▶ Short task: Transcribe the numerical methods section word for word, starting at "The computational software" and ending at "from bubble collapse.".

▶ Text segment:
2.2.2. Numerical Methods

The computational software used in this article is Open-Source Field Operation and Manipulation (OpenFOAM). OpenFOAM is a C++-based executable program library, consisting of C++ classes. The applications in OpenFOAM are divided into two categories: solvers and utilities. Solvers are used to solve problems related to continuum mechanics, and utilities are used for data manipulation calculations. In this article, the InterFoam solver is adopted. This solver is based on the phase equilibrium model for cavitation, considering the compressibility of each phase, and it can be used to capture shock waves from bubble collapse.

▶ Data excerpt:
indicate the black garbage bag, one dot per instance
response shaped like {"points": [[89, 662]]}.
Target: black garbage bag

▶ Completed exercise:
The computational software used in this article is Open-Source Field Operation and Manipulation (OpenFOAM). OpenFOAM is a C++-based executable program library, consisting of C++ classes. The applications in OpenFOAM are divided into two categories: solvers and utilities. Solvers are used to solve problems related to continuum mechanics, and utilities are used for data manipulation calculations. In this article, the InterFoam solver is adopted. This solver is based on the phase equilibrium model for cavitation, considering the compressibility of each phase, and it can be used to capture shock waves from bubble collapse.